=== SELECTED TEXT ===

Germany Rushes to Expand Biometric Surveillance
Deeplinks 2024-10-07
Summary:
Germany is a leader in privacy and data protection, with many Germans being particularly sensitive to the processing of their personal data – owing to the country’s totalitarian history and the role of surveillance in both Nazi Germany and East Germany. So, it is disappointing that the German government is trying to push through Parliament, at record speed, a “security package” that would increase biometric surveillance at an unprecedented scale. The proposed measures contravene the government’s own coalition agreement, and undermine European law and the German constitution. In response to a knife-stabbing in the West-German town of Solingen in late-August, the government has introduced a so-called “security package” consisting of a bouquet of measures to tighten asylum rules and introduce new powers for law enforcement authorities. Among them, three stand out due to their possibly disastrous effect on fundamental rights online.

=== MATERIAL PROVIDED ===

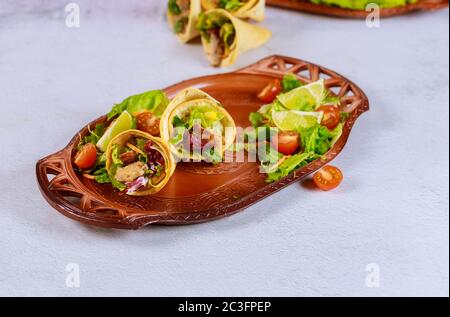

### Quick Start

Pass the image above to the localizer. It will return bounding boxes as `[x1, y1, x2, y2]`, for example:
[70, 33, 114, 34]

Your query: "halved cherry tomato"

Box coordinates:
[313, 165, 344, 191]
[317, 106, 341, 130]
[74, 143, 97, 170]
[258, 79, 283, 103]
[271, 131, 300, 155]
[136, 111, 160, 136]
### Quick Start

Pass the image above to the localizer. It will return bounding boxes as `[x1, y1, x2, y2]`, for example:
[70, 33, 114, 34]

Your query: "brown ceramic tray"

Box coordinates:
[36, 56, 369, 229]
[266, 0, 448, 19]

===
=== MATERIAL PROVIDED ===

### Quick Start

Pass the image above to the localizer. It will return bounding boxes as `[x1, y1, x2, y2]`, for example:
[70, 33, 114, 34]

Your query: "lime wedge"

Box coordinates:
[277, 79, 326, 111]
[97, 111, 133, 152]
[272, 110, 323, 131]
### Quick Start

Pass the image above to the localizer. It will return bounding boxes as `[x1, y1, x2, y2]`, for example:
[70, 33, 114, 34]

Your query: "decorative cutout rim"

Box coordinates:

===

EXERCISE TASKS
1. Return each line of the listing that contains the string "query".
2. Extend the article on German biometric surveillance, picking up after its final sentence.
The article on German biometric surveillance and the listing were drawn from unrelated sources.

WRITTEN ANSWERS
1.
Your query: "halved cherry tomato"
Your query: "brown ceramic tray"
Your query: "lime wedge"
Your query: "decorative cutout rim"

2.
Biometric surveillance
The German government wants to allow law enforcement authorities to identify suspects by comparing their biometric data (audio, video, and image data) to all data publicly available on the internet. Beyond the host of harms related to facial recognition software, this would mean that any photos or videos uploaded to the internet would become part of the government’s surveillance infrastructure. This would include especially sensitive material, such as pictures taken at political protests or other contexts directly connected to the exercise of fundamental rights. This could be abused to track individuals and create nuanced profiles of their everyday activities. Experts have highlighted the many unanswered technical questions in the government’s draft bill. The proposal contradicts the government’s own coalition agreement, which commits to preventing biometric surveillance in Germany. The proposal also contravenes the recently adopted European AI Act, which bans the use of AI systems that create or expand facial recognition databases. While the AI Act includes exceptions for national security, Member States may ban biometric remote identification systems at the national level. Given the coalition agreement, German civil society groups have been hoping for such a prohibition, rather than the introduction of new powers. These sweeping new powers would be granted not just to law enforcement authorities--the Federal Office for Migration and Asylum would be allowed to identify asylum seekers that do not carry IDs by comparing their biometric data to “internet data.” Beyond the obvious disproportionality of such powers, it is well documented that facial recognition software is rife with racial biases, performing significantly worse on images of people of color. The draft law does not include any meaningful measures to protect against discriminatory outcomes, nor does it acknowledge the limitations of facial recognition.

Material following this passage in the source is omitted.